A lição de método de Marx e o legado de Hobsbawm
Paul Valéry, no início de sua “Introdução ao Método de Leonardo da
Vinci”, disse que “o que fica de um homem é o que nos leva a pensar seu
nome e as obras que fazem desse nome um signo de admiração, de ódio ou
de indiferença”. A obra de Eric Hobsbawm é um signo de admiração e de
lições para o século XXI. Em um de seus últimos trabalhos, reafirmou sua
confiança política e metodológica na obra de Marx: “o liberalismo
econômico e o liberalismo político, sozinhos ou combinados, não
conseguem oferecer uma solução para os problemas do século XX. Mais uma
vez chegou a hora de levar Marx a sério”.
Em um de seus últimos trabalhos publicados no Brasil (Como Mudar o Mundo – Marx e o Marxismo.
Companhia das Letras, 2011), Eric Hobsbawm conta a seguinte história
para falar da força e da atualidade do pensamento de Marx:
“No
Cemitério Highgate estão sepultados dois pensadores do século XIX –
Karl Marx e Herbert Spencer – e, curiosamente, da tumba de um se avista o
outro. Quando ambos eram vivos, Herbert era considerado o Aristóteles
da época, enquanto Karl era um sujeito que morava nas ladeiras mais
baixas de Hampstead à custa do dinheiro do amigo [Engels]. Hoje ninguém
sabe que Spencer está sepultado ali, enquanto peregrinos idosos, vindos
do Japão e da Índia, visitam o túmulo de Karl Marx, e comunistas
exilados iranianos e iraquianos fazem questão de ser enterrados à sua
sombra” (Como Mudar o Mundo – Marx e o Marxismo, p. 14).

● MATERIAL:
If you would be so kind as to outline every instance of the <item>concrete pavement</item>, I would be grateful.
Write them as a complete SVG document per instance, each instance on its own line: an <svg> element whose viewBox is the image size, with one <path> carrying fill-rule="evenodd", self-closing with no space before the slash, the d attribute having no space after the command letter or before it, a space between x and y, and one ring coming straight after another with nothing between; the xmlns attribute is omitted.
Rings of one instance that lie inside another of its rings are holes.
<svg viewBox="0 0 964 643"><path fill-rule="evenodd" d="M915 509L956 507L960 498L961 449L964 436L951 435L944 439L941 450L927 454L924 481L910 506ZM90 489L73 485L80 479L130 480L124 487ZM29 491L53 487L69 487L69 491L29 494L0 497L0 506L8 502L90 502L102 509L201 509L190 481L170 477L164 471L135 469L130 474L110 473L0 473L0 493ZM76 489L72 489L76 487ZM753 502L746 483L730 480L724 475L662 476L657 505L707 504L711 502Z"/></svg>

● OBJETIVO DO EXERCÍCIO:
Liste todos os lugares geográficos mencionados no texto sobre Marx e Hobsbawm, na ordem em que aparecem.

● RESOLUÇÃO:
Brasil, Cemitério Highgate, Hampstead, Japão, Índia